======== Selected extract

They also note that world trade underwent a “slowdown … from the mid-1970s” which slowed “real GDP per capita in the UK” by around 0.4 percentage points irrespective of the domestic regime that was in place.
They don’t explain this “slowdown” – which I would suggest was the result of more generalised neo-liberal policies around the world that slowed import growth as most economies fell off their previously higher trend growth rates.
But, once they take it into account to alter the projection of trend real GDP per capita they conclude that:
… per capita GDP in the UK exceeded the trend in the late 1980s and in all years from 1994 to 2008. It then fell well below the trend and now looks unlikely to regain it for many years, if ever.
This conclusion is based on the following graph (their Chart 2). The red-dotted line is the trend growth in real GDP per capita between 1950 and 1979. The blue-dotted line is the adjusted trend to acknowledge “the slower growth in world trade after 1979” and the green line is the actual real GDP per capita.

================

- Tasks to carry out:
1. According to the passage on UK GDP per capita, by roughly how much did the world trade slowdown from the mid-1970s slow UK real GDP per capita?
2. Please list each line in the chart that the passage on UK GDP per capita describes, along with what that line represents.
The material that comes next is separate from this passage on UK GDP per capita.

======== Material

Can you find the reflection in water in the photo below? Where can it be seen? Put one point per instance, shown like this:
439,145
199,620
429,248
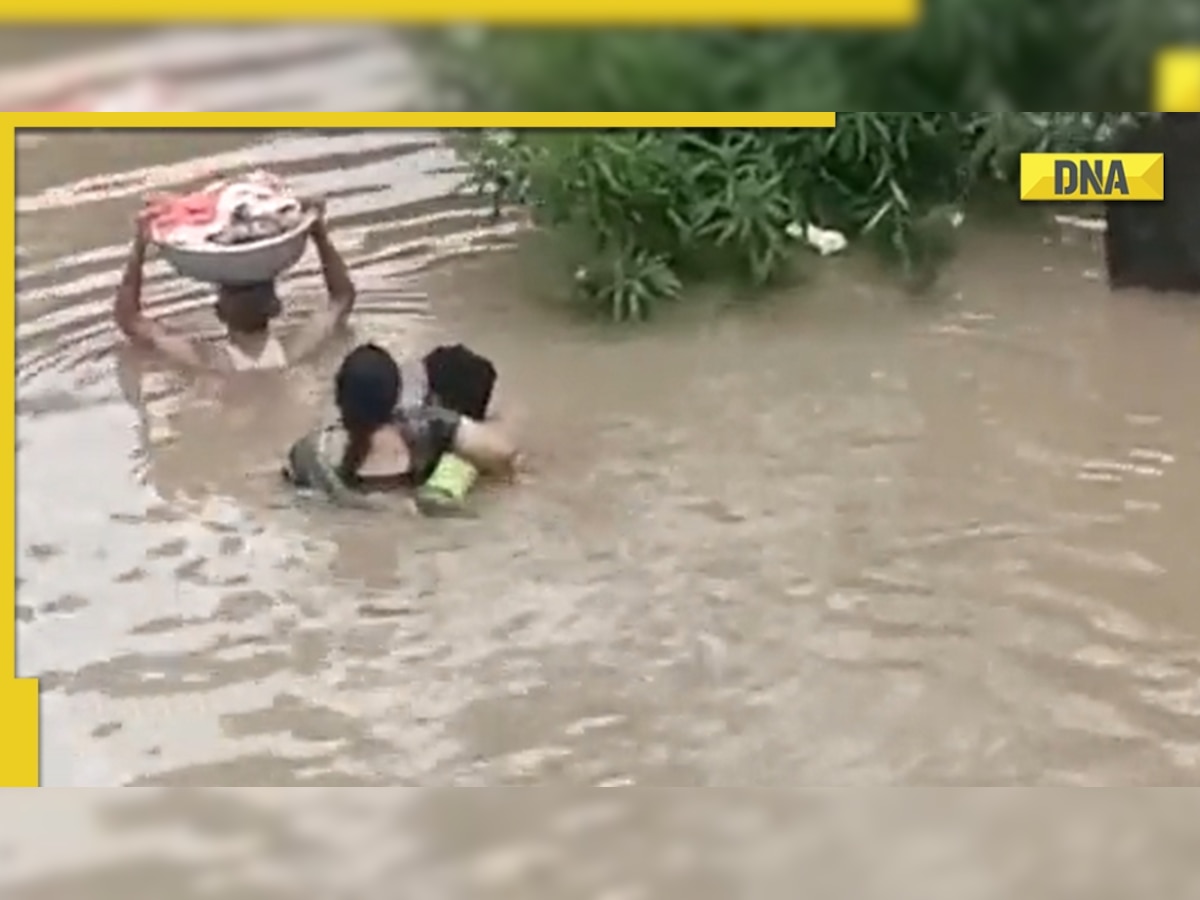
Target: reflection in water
833,540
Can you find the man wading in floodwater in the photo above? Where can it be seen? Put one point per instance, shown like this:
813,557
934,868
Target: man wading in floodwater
246,312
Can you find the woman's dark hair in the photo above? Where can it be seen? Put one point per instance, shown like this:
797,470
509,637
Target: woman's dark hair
366,390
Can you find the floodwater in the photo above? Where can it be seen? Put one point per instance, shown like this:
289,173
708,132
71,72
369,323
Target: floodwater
840,539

================

- Answers:
1. By around 0.4 percentage points.

2.
- Red-dotted line: the trend growth in real GDP per capita between 1950 and 1979
- Blue-dotted line: the adjusted trend that acknowledges the slower growth in world trade after 1979
- Green line: the actual real GDP per capita